• [Short exercise 1]: In the chicken-butchering thread, how long does Debbi say it takes, from set-up to finished cleanup, to butcher 100 chickens?

• [Source excerpt]:
● ● ●
Blessings to you Maylene

-- Maylene (zedanka@aol.com), June 08, 2001

Answers

I use rubber gloves the type used for dish washing, and rub the skin the opposite direction as the pin feathers. thay grab on the pin feathers .It takes a shorter time and gets them out better and faster.The more you do the faster you'll get.

-- TJ (offshoot@cs.com), June 09, 2001.

Maylene, you will get faster and faster as you get practice, I use the rubber gloves also and it seems to work. I do 6 a day, more than that and I can't eat chicken for months. I kill 3, pluck and dress, than do 3 more. Takes me about 1 1/2 hour max. GL 200.....are you selling them dressed???? Huge family????

-- diane (gardiacaprine@yahoo.com), June 09, 2001.

Here's 2 sites on butchering:

http://www.siteupgrade.com/poultry/butcheringpoultry.html

http://www.extension.umn.edu/distribution/livestocksystems/DI0701.html

-- ~Rogo (rogo2020@yahoo.com), June 09, 2001.


We don't eat chicken with the skin on, so we just skin them instead of plucking. It's pretty fast that way. My husband does 6 in about an hour and a half. We don't do them often, so if you did, I'm sure you could get faster at it, when you got the routine down. When we did pluck, we lit a rolled up newspaper and singed off the small feathers.

-- Homesteadma (idlewild@multipro.com), June 09, 2001.

We have been butchering chickens for let's say a looong time. We,(my husband, daughter, myself, and whoever we can convince) have a system going.It take about 3 hrs, set-up to finish cleaning everything to butcher 100 chickens. I chop off heads, my husband and whoever we get to help, rips off the skin and guts them, I get around the table and clean out any remaining stuff(we'll leave it at that), our daughter comes and gets them out of the ice water and puts them in the frig. We leave them there till the next day. It then takes me 2 days to slice off the breasts, freeze them seperate, and also freeze the legs seperate. The rest I boil and can up for whatever, soup, stir fries, Barb-B-Qs, etc. We didn't master this speed the first or the second year for sure. You will develope your own technique. If I didn't have the help it for sure would take me longer!! Just keep on a plucking, (a little humor). It is well worth the work. Debbi

-- debbi (snflr216@aol.com), June 14, 2001.


If the chickens are for your personal use. And not for sale. What I do is completly skin the chicken. takes a minute of course it limits how you cook withit. I still bread them for frying and I still use them for anything i use boiled chicken for like soup , cr chicken and stir fry. Actually it is healthier less fat with out the skin so far family hasnt complained. Actually they are happy they dont have to pluck !!!Good Luck

-- paul miller (millerclan@alltel.net), June 16, 2001.
● ● ●
• [Records to process]:
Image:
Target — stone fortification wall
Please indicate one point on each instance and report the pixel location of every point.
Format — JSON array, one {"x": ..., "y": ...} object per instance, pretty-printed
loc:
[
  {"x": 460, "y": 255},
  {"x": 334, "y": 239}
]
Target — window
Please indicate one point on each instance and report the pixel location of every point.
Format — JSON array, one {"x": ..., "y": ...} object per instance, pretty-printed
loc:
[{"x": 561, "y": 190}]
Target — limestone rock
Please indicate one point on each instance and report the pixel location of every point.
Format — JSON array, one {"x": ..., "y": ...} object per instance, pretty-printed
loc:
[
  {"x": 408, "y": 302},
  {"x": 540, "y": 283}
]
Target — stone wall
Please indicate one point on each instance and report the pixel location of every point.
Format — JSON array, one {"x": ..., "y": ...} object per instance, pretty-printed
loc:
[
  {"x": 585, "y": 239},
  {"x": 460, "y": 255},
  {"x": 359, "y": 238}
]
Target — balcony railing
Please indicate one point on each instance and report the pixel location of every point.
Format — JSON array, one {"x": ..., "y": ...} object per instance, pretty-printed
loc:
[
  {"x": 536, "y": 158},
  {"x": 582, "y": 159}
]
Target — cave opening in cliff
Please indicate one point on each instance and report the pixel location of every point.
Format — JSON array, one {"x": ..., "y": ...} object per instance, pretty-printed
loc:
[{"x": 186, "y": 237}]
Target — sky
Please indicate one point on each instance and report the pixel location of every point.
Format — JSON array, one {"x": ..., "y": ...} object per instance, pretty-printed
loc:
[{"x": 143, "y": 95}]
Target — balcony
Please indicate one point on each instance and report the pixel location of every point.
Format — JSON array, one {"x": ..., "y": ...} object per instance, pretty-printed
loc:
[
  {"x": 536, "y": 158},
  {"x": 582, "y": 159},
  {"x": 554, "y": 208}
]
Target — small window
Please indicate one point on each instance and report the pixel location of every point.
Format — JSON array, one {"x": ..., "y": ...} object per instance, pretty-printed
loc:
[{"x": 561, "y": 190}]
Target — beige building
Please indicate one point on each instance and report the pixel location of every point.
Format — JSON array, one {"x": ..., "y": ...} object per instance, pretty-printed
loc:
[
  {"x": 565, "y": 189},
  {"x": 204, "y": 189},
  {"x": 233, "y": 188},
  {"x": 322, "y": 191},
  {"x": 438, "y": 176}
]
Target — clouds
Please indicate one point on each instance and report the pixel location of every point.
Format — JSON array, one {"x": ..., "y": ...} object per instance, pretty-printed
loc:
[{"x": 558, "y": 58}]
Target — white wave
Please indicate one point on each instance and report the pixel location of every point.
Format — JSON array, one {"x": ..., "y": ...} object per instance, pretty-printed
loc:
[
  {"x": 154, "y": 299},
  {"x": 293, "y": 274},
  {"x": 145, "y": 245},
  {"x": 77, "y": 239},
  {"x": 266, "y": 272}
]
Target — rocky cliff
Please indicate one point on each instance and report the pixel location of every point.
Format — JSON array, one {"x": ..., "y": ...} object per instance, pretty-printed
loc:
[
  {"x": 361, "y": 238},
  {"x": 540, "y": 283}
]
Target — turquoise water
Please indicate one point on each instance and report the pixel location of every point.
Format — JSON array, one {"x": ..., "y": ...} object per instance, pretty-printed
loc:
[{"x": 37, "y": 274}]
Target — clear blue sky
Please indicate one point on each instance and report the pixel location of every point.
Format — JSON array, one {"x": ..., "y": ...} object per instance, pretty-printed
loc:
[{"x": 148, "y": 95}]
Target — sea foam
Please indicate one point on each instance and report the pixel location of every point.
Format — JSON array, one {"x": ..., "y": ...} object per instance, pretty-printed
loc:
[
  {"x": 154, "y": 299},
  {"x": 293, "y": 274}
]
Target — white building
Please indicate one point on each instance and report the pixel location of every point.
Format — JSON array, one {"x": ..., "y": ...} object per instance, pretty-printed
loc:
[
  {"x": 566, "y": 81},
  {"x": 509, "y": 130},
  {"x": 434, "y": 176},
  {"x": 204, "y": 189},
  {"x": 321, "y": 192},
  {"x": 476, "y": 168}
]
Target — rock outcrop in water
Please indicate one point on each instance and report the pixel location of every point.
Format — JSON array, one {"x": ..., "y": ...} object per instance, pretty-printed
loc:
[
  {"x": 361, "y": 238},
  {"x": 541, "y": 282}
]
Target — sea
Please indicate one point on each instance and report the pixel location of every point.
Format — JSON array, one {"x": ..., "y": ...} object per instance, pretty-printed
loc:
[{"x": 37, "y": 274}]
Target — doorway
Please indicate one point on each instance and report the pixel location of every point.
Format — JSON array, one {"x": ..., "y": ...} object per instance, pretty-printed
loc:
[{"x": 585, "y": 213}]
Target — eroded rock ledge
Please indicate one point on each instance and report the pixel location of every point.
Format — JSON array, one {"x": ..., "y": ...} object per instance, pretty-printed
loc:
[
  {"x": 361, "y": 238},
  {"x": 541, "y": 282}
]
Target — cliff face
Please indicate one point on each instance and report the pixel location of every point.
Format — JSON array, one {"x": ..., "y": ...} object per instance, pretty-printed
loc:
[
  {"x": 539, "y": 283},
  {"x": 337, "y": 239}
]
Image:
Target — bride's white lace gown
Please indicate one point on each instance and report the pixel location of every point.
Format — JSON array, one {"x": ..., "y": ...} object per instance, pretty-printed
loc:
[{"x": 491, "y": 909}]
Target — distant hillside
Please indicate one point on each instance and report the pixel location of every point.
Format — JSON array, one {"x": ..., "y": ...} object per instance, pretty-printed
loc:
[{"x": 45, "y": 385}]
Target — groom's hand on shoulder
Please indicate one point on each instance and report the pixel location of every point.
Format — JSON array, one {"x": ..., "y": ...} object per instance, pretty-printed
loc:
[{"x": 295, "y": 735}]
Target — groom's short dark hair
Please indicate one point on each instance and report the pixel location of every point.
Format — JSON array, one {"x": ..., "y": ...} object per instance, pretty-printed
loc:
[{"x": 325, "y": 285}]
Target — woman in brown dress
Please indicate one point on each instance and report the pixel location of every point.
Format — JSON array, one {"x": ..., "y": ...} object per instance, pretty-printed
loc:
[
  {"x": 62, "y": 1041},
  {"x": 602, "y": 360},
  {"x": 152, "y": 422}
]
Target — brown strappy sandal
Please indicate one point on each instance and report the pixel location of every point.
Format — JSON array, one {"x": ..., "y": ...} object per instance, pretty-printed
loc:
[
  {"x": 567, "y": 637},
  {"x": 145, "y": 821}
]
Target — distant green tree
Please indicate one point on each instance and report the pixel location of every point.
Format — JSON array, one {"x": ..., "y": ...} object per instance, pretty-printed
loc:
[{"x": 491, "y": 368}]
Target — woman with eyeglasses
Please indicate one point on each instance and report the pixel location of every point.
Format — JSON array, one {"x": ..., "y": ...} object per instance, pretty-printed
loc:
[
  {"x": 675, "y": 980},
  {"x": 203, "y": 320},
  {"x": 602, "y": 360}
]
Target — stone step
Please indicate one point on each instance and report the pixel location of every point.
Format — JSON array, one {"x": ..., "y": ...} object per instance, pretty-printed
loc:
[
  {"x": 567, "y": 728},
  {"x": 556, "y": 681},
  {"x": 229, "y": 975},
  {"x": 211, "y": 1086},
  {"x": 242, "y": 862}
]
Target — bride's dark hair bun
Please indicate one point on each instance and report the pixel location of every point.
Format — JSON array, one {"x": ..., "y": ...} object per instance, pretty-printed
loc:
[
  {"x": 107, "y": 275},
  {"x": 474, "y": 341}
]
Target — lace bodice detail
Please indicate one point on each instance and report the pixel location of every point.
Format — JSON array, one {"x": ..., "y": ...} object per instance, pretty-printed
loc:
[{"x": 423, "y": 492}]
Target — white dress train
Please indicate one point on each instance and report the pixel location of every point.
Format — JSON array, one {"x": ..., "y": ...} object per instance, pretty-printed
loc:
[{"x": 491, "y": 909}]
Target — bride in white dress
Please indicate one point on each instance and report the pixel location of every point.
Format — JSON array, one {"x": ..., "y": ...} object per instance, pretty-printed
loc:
● ● ●
• [Short exercise 2]: Copy out the part of the records that begins with the line containing "Target — white dress train" and runs through the end of the records, that line included.

• [Exercise solution 1]: About 3 hours.

• [Exercise solution 2]:
Target — white dress train
Please indicate one point on each instance and report the pixel location of every point.
Format — JSON array, one {"x": ..., "y": ...} object per instance, pretty-printed
loc:
[{"x": 491, "y": 909}]
Target — bride in white dress
Please indicate one point on each instance and report the pixel location of every point.
Format — JSON array, one {"x": ..., "y": ...} object per instance, pretty-printed
loc:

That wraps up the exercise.